Sul21 – O que, inclusive, acabaria elevando a mortalidade.

Pedro Hallal: E a letalidade também. Vai aumentar porque aí tu vai ter o 0,1% — esse número não é exato, mas vamos falar como se fosse verdade — de ‘letalidade natural’, que é a letalidade que teria se todo mundo tivesse acesso, e tu ainda teria uma segunda parte da letalidade, que foi o que aconteceu na Itália, infelizmente, que é uma letalidade evitável, que não precisaria acontecer e só aconteceu porque as pessoas não tiveram acesso ao tratamento adequado, não tiveram acesso a respirador e coisas do tipo.

Sul21 – E ainda teria uma terceira letalidade que é o fato de que pessoas com outras doenças acabam não conseguindo ter acesso a hospitais como teriam em condições normais.

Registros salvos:
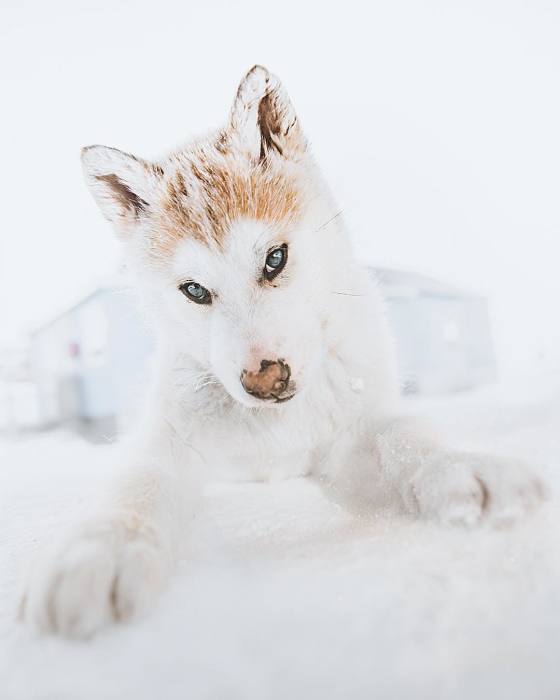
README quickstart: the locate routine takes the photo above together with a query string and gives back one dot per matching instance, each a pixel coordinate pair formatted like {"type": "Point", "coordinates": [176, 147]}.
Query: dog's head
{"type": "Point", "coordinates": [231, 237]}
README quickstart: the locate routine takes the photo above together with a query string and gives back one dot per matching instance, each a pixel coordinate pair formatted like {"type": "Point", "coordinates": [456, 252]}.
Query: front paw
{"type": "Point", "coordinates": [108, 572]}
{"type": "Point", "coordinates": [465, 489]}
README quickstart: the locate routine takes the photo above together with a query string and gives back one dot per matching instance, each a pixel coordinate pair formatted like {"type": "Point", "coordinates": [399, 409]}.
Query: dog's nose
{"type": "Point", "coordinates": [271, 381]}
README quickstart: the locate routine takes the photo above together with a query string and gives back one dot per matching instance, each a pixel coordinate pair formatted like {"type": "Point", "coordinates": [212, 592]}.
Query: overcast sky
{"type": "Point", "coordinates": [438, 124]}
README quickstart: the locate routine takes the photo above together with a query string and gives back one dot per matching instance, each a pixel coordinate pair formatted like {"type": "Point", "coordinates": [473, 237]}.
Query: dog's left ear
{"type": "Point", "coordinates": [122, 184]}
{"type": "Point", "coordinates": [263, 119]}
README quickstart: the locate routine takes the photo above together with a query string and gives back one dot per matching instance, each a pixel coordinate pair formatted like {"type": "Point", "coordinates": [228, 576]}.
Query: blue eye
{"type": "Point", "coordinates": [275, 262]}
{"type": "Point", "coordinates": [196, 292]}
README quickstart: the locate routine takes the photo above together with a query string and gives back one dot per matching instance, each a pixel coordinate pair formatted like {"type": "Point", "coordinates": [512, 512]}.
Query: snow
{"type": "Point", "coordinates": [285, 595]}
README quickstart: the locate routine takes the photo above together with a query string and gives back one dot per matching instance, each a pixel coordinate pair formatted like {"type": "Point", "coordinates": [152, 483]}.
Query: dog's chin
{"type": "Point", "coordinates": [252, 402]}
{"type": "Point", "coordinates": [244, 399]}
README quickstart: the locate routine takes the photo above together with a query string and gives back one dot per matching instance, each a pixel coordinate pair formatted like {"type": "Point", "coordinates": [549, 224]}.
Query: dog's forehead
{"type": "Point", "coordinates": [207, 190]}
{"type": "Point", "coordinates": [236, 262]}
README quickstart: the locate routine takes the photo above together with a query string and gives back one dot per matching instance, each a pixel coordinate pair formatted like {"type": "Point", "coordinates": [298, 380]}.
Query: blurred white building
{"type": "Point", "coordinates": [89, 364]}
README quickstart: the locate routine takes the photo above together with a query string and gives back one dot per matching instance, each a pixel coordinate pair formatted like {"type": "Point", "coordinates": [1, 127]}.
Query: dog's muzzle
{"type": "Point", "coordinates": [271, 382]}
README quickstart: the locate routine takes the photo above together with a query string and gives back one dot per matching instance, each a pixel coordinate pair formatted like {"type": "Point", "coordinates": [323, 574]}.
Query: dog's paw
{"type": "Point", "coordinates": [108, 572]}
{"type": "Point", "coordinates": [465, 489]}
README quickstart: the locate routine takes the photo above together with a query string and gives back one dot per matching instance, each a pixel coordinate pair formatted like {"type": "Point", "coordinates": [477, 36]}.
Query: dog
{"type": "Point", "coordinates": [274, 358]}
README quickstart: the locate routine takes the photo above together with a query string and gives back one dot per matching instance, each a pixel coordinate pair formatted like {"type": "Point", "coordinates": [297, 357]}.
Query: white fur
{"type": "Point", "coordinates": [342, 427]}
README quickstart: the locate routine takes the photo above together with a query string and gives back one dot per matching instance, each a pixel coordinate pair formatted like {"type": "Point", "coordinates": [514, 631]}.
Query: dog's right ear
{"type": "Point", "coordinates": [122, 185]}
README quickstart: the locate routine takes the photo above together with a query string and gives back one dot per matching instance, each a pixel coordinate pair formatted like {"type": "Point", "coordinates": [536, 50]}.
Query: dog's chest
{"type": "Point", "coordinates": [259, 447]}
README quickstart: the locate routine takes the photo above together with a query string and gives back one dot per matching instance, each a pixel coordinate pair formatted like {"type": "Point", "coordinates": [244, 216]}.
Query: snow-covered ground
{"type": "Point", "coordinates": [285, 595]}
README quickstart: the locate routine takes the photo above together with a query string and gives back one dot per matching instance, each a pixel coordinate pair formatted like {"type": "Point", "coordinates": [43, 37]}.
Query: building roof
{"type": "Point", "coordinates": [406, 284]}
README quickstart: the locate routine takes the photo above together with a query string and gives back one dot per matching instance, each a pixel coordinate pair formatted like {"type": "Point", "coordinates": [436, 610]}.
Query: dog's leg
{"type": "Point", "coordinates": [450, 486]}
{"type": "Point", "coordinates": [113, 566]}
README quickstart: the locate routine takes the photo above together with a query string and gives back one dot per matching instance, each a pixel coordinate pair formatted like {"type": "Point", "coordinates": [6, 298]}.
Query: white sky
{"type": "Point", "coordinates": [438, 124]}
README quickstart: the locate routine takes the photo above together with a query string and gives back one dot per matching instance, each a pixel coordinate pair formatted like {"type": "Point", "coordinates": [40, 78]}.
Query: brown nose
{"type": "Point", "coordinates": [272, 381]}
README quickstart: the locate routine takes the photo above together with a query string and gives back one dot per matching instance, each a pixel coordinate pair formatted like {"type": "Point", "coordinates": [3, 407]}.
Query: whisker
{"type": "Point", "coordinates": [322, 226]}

* * *

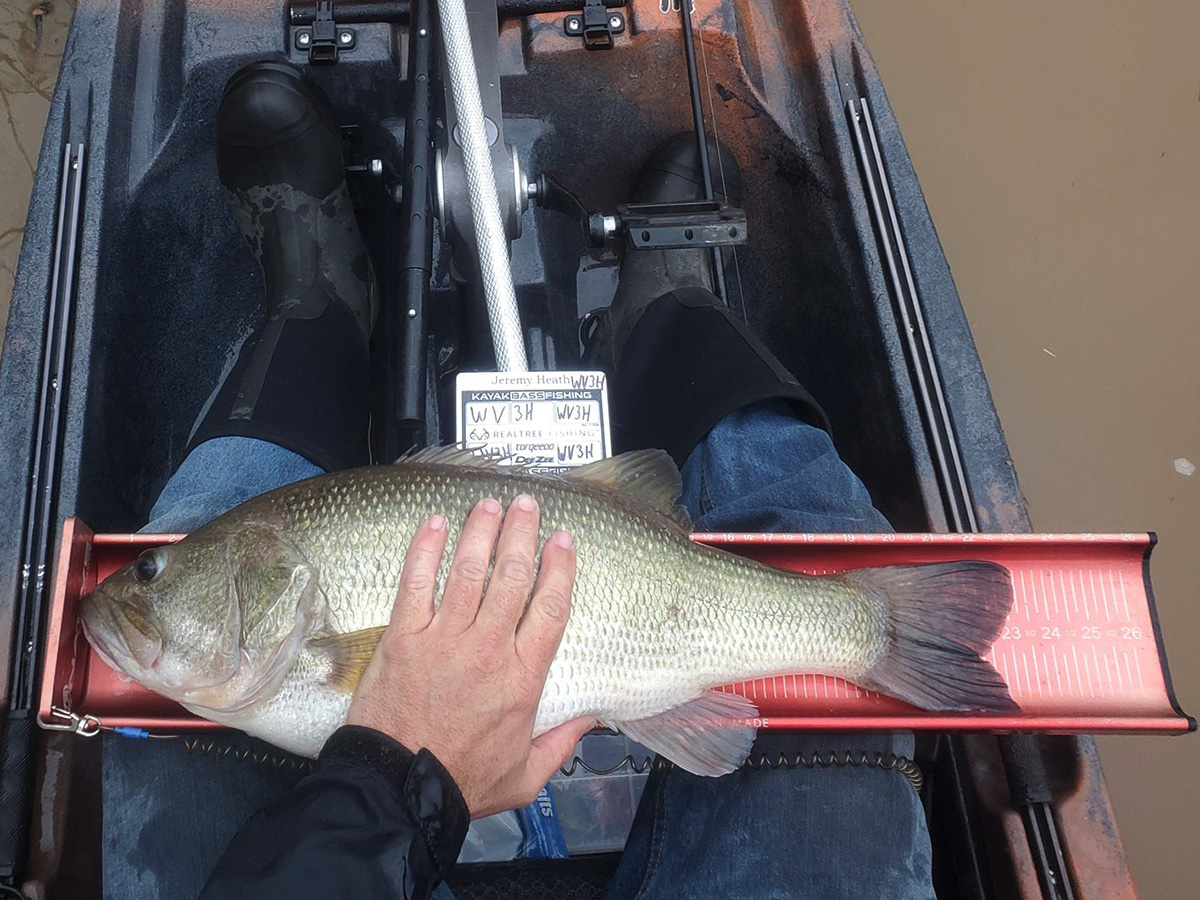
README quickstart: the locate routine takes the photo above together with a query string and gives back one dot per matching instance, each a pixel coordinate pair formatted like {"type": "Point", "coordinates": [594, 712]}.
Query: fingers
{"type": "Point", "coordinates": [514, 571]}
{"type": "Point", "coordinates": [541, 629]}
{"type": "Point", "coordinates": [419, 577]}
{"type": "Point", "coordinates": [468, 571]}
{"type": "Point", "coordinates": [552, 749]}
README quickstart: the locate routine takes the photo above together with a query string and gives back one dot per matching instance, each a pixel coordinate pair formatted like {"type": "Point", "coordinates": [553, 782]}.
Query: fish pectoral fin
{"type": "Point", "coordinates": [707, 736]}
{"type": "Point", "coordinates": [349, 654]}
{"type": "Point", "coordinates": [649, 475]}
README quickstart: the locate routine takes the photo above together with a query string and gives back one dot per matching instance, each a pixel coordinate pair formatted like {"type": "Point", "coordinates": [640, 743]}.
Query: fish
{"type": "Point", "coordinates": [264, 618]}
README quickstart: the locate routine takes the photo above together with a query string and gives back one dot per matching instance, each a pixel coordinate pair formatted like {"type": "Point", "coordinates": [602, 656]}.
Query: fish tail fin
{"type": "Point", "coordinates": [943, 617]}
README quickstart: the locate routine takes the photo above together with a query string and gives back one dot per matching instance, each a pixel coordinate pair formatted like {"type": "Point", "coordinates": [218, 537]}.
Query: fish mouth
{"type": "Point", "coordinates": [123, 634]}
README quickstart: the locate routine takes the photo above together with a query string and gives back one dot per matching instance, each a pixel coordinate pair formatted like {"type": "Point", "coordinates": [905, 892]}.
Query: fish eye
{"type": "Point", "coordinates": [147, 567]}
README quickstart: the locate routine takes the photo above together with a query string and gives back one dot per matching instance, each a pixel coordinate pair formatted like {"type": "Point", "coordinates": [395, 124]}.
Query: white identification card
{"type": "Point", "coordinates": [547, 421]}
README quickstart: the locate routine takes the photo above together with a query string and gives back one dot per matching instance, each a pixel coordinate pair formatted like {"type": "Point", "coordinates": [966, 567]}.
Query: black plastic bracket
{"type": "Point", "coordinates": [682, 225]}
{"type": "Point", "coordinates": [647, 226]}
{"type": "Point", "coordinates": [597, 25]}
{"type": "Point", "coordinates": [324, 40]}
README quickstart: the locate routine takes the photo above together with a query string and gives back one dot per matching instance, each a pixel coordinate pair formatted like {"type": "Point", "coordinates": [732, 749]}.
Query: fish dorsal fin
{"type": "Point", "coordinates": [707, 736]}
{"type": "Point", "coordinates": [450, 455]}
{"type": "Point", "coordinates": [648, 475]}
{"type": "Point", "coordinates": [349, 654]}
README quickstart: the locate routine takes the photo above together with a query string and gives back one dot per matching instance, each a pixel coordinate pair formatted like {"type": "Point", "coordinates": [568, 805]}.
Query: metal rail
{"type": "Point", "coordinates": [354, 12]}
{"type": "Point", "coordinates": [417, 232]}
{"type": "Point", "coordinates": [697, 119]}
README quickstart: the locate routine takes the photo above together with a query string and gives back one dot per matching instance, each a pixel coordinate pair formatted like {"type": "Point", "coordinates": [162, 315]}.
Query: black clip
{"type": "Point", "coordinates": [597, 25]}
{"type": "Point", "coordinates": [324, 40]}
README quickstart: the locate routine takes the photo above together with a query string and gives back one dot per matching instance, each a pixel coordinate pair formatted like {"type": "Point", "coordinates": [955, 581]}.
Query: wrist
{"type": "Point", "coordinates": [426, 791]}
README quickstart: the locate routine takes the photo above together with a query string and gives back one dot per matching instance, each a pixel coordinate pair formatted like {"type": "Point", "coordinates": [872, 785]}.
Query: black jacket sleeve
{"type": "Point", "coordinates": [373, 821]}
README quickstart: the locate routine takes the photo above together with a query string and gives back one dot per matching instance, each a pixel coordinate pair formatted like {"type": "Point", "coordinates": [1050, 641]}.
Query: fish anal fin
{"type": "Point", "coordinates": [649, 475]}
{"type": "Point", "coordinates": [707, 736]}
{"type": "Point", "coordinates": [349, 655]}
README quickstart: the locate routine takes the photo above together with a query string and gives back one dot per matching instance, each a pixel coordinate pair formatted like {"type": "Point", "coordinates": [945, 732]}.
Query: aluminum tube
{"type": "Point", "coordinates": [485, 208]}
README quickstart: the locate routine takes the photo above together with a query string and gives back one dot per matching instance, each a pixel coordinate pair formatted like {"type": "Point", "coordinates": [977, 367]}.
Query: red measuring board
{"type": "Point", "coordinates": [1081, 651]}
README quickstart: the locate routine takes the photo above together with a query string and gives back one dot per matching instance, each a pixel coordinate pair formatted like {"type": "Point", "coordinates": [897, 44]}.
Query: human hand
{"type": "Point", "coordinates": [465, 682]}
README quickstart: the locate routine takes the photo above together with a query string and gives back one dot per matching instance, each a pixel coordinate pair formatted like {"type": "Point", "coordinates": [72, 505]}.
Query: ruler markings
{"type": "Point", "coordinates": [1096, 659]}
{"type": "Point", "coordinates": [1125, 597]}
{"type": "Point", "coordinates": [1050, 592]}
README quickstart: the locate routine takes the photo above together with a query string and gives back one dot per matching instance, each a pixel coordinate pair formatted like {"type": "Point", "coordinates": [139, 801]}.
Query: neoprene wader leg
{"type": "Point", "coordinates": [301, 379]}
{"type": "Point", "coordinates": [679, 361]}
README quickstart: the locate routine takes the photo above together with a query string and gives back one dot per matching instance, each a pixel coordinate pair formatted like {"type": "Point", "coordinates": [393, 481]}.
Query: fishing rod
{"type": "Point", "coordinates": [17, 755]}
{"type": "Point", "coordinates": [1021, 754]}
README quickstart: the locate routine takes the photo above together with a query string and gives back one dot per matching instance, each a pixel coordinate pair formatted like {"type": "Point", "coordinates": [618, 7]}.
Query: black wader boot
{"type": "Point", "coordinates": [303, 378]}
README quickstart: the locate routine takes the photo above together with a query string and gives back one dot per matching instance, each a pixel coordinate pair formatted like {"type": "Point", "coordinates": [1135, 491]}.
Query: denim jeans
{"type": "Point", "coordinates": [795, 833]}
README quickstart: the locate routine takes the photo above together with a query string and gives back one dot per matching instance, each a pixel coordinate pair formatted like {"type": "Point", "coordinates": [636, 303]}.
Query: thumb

Conjunto de tarefas:
1. Enumere as formas de letalidade mencionadas na entrevista sobre letalidade e descreva brevemente cada uma.
2. Redija a continuação da entrevista sobre letalidade, começando logo após a última fala apresentada.

Respostas do exercício:
1.
- A "letalidade natural", que ocorreria se todos tivessem acesso ao tratamento.
- A letalidade evitável, que ocorre porque as pessoas não têm acesso ao tratamento adequado e a respiradores.
- A terceira letalidade, decorrente de pessoas com outras doenças que não conseguem acesso a hospitais como teriam em condições normais.

2.
Pedro Hallal: Exatamente. Então, tudo isso faz com que a gente tenha que trabalhar na lógica do distanciamento. A gente sabe que o distanciamento não pode durar para sempre, que tem consequências econômicas. Agora, eu tenho evitado fazer essa dicotomia que algumas pessoas têm tentado fazer entre proteger o emprego e a economia ou proteger a saúde. Não é verdade. Até um pesquisador que ganhou o Nobel de Economia há alguns anos já fez uma manifestação de que, para a economia, é melhor salvar vidas nesse momento. Entre ficar um tempo parado e salvar mais vidas ou ficar menos tempo parado, deixar a economia girar, a economia vai ter perdas muito maiores com um número grande de perdas de vidas. Então, acho que é importante ter esse cuidado. Repetindo o que eu te falei lá atrás, nesse momento, o caminho que a ciência aponta é a manutenção do distanciamento social. A decisão sobre isso é dos gestores, mas o caminho é esse.

Sul21 – Como tu vês essa situação de que a gente vai ter um distanciamento mais rigoroso em algumas cidades, enquanto outras vão ter uma vida ‘mais normal’? Pode ser preocupante essa diferença de regras, daqui a pouco termos pessoas indo de regiões ‘mais normais’ para outras que deveriam ter mais restrições? Esse é o ponto que a gente vai chegar a partir do início de maio, com situações diferentes no Estado.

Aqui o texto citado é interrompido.